■ WRITTEN PROBLEM: Pull out each line in the rows below that contains the word "window", matching case exactly.

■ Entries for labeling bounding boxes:
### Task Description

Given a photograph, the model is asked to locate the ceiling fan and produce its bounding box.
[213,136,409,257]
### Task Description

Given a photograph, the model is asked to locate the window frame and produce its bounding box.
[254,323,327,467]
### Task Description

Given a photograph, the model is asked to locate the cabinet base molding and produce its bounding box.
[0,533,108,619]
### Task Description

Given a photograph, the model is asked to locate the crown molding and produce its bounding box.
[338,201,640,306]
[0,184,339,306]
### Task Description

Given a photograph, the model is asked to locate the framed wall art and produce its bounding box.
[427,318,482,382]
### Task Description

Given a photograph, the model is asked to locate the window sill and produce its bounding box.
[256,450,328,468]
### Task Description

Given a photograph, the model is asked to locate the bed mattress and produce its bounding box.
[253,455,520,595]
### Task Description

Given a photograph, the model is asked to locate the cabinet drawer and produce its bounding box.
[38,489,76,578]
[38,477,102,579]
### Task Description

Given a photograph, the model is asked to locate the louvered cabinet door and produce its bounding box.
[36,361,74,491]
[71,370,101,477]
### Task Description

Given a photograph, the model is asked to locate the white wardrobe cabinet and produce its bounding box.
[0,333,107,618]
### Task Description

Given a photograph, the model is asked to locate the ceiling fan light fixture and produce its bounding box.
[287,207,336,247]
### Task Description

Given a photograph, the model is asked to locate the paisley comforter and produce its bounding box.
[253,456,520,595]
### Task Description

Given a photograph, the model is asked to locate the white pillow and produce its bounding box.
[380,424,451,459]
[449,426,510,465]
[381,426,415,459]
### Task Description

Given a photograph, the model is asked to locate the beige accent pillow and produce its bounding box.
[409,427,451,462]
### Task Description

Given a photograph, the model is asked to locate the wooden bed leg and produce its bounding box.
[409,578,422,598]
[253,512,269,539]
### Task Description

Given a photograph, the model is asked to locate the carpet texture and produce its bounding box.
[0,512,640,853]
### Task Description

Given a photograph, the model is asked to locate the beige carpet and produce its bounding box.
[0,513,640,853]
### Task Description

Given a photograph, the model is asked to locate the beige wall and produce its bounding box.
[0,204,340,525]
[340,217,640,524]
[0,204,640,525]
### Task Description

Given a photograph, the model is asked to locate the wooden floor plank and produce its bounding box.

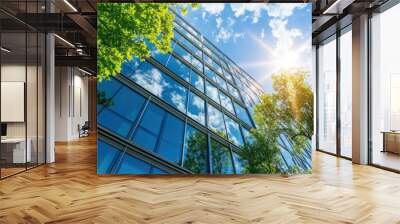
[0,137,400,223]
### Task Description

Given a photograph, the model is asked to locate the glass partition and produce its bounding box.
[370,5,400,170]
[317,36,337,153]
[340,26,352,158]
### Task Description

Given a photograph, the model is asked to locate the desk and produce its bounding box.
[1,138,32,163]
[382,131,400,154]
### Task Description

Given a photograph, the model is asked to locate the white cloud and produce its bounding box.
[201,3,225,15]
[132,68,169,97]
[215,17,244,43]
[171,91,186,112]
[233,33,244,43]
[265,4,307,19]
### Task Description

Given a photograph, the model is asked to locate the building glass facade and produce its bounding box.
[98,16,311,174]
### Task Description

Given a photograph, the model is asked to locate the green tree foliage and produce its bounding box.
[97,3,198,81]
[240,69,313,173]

==

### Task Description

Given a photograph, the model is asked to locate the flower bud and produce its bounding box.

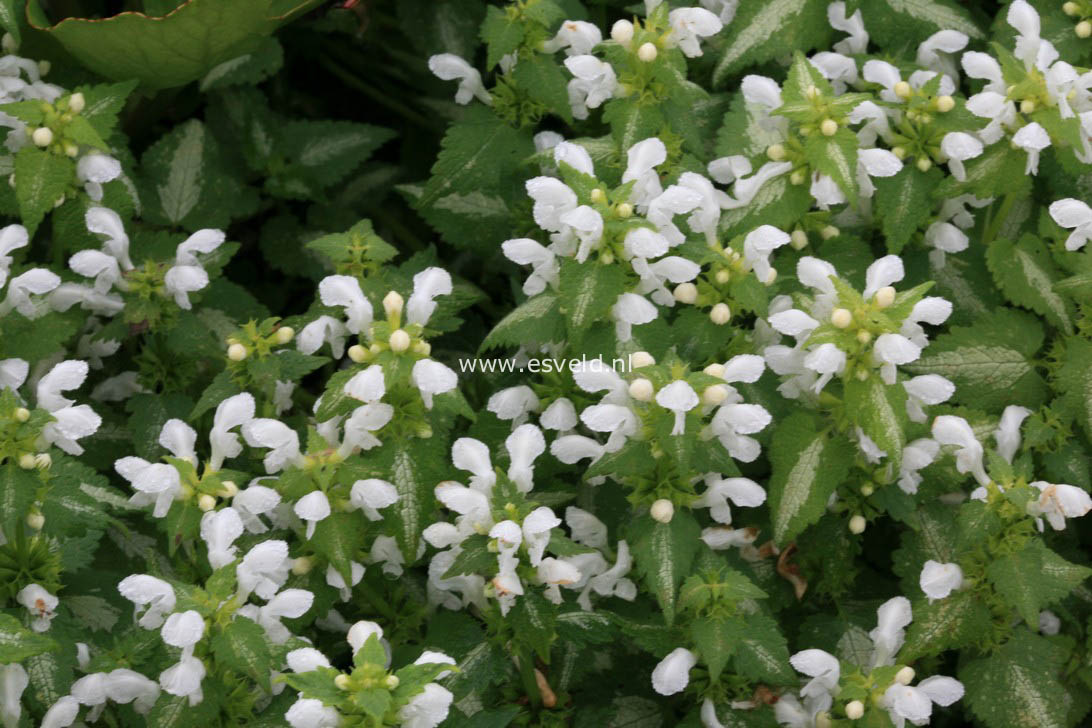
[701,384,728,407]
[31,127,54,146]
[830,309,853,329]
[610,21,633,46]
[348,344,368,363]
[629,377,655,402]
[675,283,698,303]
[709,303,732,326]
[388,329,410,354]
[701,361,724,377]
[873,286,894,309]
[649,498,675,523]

■ THE REPLY:
Given a photograph, the model is asked to locate the window frame and produce its bounding box.
Given a photograph, the model is asked to locate the window sill and produce its bounding box.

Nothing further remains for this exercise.